>> START Document
# Searching for original part numbers on motor tranny and rear



## par4n1 (Jan 28, 2010)

I will be looking at a 1968 GTO convertible tomorrow (Monday Feb 1). I have gotten a PHS on my own and I have the billing sheet, the options sheet and a power train sheet. While I have the list of options on this car how can I tell if the motor in the car is original to that car?

I read in one instance the last 7 or 8 numbers of my vin will be stamped on the back side of the motor block near the firewall and somewhere on the tranny the last 6 numbers of my vin # should be present is this correct?

Is it important to see serial #s on the heads and intake? 

Thank you all


----------



## FNG69 (Nov 15, 2009)

5 engine codes just for the automatic 4 codes for a MT. So need more information to tell you your codes. 4 sets of heads numbers. 2bbl would be 9791214 (14)4bbl 49791216bl (16) 4bbl w/RA 9792731 (31) resembles "37" 4bbl w/RAll 9793596 (96) Exhaust manifolds Std is different from HO & RA then RAll are different too. Well tell you the 68 as alot of 68 only numbers. But need more information to tell you what to look for. LES


----------



## 68greengoat (Sep 15, 2005)

The vin on the block is located on the front passenger side by the timing cover. See attachment. The 1st digit "2" = pontiac, the second digit should be an "8" = 1968. Yes, the last 6 digits of the block should match the last 6 digits of the cars vin to be a numbers matching motor. The heads are date stamped. Ex. F228 F= June(A=Jan. and so on)22 = 22nd day, 8 = 1968. the date is located under the lip of the valve covers towards the front of the head. Tranny, I'm sorry but I can't help you there. The rearend is also date stamped like the heads, located by the cover. Also, look for a 2 letter stamped axle code located on the backside of the axle tube, drivers side. That should match the 2 letter code hilited on your PHS "power train sheet" under "axle identification". If it's a safety track(posi) it will begin with an Y or Z, otherwise, it will begin with a W.

Here's a link to engine code locations and code definitions:

Pontiac Engine Codes

Good luck....


----------



## par4n1 (Jan 28, 2010)

FNG69 said:


> 5 engine codes just for the automatic 4 codes for a MT. So need more information to tell you your codes. 4 sets of heads numbers. 2bbl would be 9791214 (14)4bbl 49791216bl (16) 4bbl w/RA 9792731 (31) resembles "37" 4bbl w/RAll 9793596 (96) Exhaust manifolds Std is different from HO & RA then RAll are different too. Well tell you the 68 as alot of 68 only numbers. But need more information to tell you what to look for. LES


Thank you, thank you, thank you


----------



## par4n1 (Jan 28, 2010)

68greengoat said:


> The vin on the block is located on the front passenger side by the timing cover. See attachment. The 1st digit "2" = pontiac, the second digit should be an "8" = 1968. Yes, the last 6 digits of the block should match the last 6 digits of the cars vin to be a numbers matching motor. The heads are date stamped. Ex. F228 F= June(A=Jan. and so on)22 = 22nd day, 8 = 1968. the date is located under the lip of the valve covers towards the front of the head. Tranny, I'm sorry but I can't help you there. The rearend is also date stamped like the heads, located by the cover. Also, look for a 2 letter stamped axle code located on the backside of the axle tube, drivers side. That should match the 2 letter code hilited on your PHS "power train sheet" under "axle identification". If it's a safety track(posi) it will begin with an Y or Z, otherwise, it will begin with a W.
>> END Document
>> START Supplied material
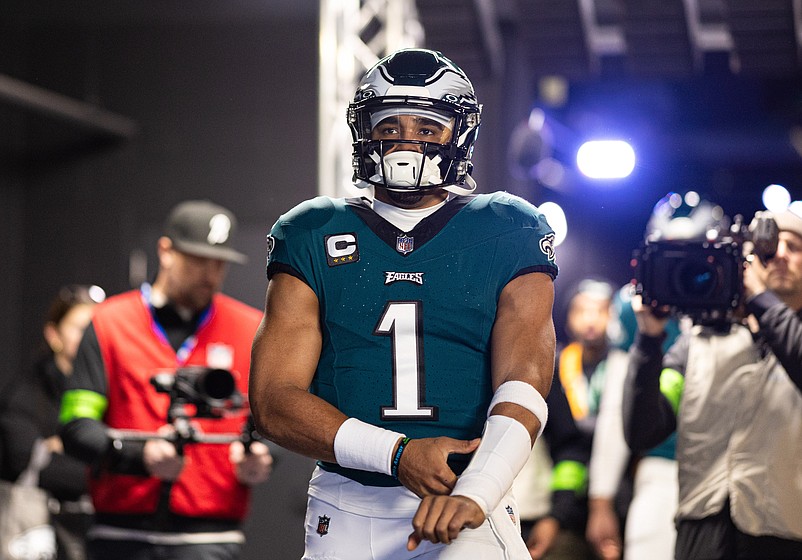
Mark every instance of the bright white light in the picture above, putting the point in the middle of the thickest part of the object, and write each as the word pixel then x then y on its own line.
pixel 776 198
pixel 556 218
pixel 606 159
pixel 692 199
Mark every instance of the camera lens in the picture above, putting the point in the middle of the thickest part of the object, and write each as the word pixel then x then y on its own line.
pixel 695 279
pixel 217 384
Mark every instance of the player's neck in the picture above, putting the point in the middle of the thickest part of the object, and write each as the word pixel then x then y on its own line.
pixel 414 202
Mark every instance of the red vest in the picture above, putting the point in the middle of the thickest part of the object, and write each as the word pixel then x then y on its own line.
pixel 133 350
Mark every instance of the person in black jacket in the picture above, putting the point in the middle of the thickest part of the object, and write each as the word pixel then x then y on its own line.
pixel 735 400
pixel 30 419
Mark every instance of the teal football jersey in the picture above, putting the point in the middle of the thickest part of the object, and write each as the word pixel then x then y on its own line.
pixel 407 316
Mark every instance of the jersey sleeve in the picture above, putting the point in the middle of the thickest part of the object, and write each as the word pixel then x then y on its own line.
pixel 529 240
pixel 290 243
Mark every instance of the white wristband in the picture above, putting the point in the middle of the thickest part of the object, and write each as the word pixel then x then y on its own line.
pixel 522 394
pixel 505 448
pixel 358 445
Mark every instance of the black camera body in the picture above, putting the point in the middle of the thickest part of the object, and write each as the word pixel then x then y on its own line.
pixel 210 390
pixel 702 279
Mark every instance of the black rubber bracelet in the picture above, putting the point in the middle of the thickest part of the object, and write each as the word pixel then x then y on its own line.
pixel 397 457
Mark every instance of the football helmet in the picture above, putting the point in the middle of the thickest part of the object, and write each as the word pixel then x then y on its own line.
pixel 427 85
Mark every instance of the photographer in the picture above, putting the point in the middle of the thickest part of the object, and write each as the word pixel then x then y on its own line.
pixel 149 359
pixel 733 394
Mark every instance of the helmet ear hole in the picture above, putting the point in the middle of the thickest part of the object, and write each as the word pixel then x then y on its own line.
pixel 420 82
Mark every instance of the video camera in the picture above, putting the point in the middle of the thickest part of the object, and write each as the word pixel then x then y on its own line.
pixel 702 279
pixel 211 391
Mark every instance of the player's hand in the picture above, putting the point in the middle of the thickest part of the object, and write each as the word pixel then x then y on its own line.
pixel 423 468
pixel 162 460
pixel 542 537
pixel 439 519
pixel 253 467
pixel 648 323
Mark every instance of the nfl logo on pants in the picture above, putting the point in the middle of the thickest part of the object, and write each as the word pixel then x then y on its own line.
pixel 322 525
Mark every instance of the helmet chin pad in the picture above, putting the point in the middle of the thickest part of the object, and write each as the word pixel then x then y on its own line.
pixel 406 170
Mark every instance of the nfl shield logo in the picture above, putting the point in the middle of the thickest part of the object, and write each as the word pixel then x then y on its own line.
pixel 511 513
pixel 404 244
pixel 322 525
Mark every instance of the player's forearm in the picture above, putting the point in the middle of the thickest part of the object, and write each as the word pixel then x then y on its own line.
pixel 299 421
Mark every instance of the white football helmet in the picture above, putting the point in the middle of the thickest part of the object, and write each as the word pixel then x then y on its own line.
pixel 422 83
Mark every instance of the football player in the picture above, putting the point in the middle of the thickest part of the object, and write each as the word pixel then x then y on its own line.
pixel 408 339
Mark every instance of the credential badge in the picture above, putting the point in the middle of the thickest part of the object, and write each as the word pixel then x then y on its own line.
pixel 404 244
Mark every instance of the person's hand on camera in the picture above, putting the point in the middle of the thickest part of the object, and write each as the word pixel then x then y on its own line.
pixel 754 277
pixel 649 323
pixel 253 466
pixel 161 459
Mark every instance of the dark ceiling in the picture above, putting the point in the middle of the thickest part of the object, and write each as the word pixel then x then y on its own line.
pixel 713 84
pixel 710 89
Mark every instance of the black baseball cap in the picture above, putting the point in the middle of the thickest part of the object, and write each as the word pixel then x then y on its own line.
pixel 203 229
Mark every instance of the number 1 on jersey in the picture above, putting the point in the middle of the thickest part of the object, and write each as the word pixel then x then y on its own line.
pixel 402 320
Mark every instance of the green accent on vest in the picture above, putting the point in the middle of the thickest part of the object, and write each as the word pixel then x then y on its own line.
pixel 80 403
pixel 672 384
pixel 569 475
>> END Supplied material
Tasks =>
1) Copy the entries above word for word, starting at the line that contains "Mark every instance of the credential" and ending with the last line of the entries.
2) Carry on the forum thread about checking a 1968 GTO's engine, transmission and rear axle numbers, picking up right after its final line.

Task responses =>
1)
Mark every instance of the credential badge in the picture above, putting the point in the middle of the thickest part of the object, and write each as the word pixel then x then y on its own line.
pixel 404 244
Mark every instance of the person's hand on camera in the picture above, putting the point in the middle of the thickest part of the object, and write each as the word pixel then x then y on its own line.
pixel 754 277
pixel 649 323
pixel 253 466
pixel 161 459
Mark every instance of the dark ceiling in the picture above, putting the point in the middle of the thickest part of the object, and write each as the word pixel then x then y on its own line.
pixel 713 84
pixel 710 89
Mark every instance of the black baseball cap in the picture above, putting the point in the middle of the thickest part of the object, and write each as the word pixel then x then y on its own line.
pixel 203 229
Mark every instance of the number 1 on jersey in the picture above, putting the point in the middle of the thickest part of the object, and write each as the word pixel then x then y on its own line.
pixel 402 320
Mark every instance of the green accent on vest in the picture above, putting the point in the middle of the thickest part of the object, and write each as the word pixel then x then y on its own line.
pixel 80 403
pixel 672 384
pixel 569 475

2)
> 
> Here's a link to engine code locations and code definitions:
> 
> ...


Thank you very much as well. So the valve covers need to come off to read the part#?


----------



## par4n1 (Jan 28, 2010)

FNG69 said:


> 5 engine codes just for the automatic 4 codes for a MT. So need more information to tell you your codes. 4 sets of heads numbers. 2bbl would be 9791214 (14)4bbl 49791216bl (16) 4bbl w/RA 9792731 (31) resembles "37" 4bbl w/RAll 9793596 (96) Exhaust manifolds Std is different from HO & RA then RAll are different too. Well tell you the 68 as alot of 68 only numbers. But need more information to tell you what to look for. LES


I have 400CDI 350 4bbl Automatic. My search tells me blocvk casting #9790071

My tranny research tells me PX678B123456

My engine production# research tells me 28B123456
YS

I think they are all right. It's taken hours to try and figure it out for the first time


----------



## 68greengoat (Sep 15, 2005)

par4n1 said:


> Thank you very much as well. So the valve covers need to come off to read the part#?


No. See attachment for date code, #3. You may have to crouch down a little tomorrow to see the code.


----------



## par4n1 (Jan 28, 2010)

FNG69 said:


> 5 engine codes just for the automatic 4 codes for a MT. So need more information to tell you your codes. 4 sets of heads numbers. 2bbl would be 9791214 (14)4bbl 49791216bl (16) 4bbl w/RA 9792731 (31) resembles "37" 4bbl w/RAll 9793596 (96) Exhaust manifolds Std is different from HO & RA then RAll are different too. Well tell you the 68 as alot of 68 only numbers. But need more information to tell you what to look for. LES


thank you I have ys motor code so 4BBL w/out Ram air = 49791219bl(16)


----------



## par4n1 (Jan 28, 2010)

68greengoat said:


> No. See attachment for date code, #3. You may have to crouch down a little tomorrow to see the code.


so redarding the heads one can only identify a date that would confirm a build date close to the blocks. There are no # on the heads that would include my vin# correct?


----------



## FNG69 (Nov 15, 2009)

par4n1 said:


> so redarding the heads one can only identify a date that would confirm a build date close to the blocks. There are no # on the heads that would include my vin# correct?


 That is correct no vin, on the heads. Mostly they will be in the built within a month of the block date though. LES:cheers


----------



## FNG69 (Nov 15, 2009)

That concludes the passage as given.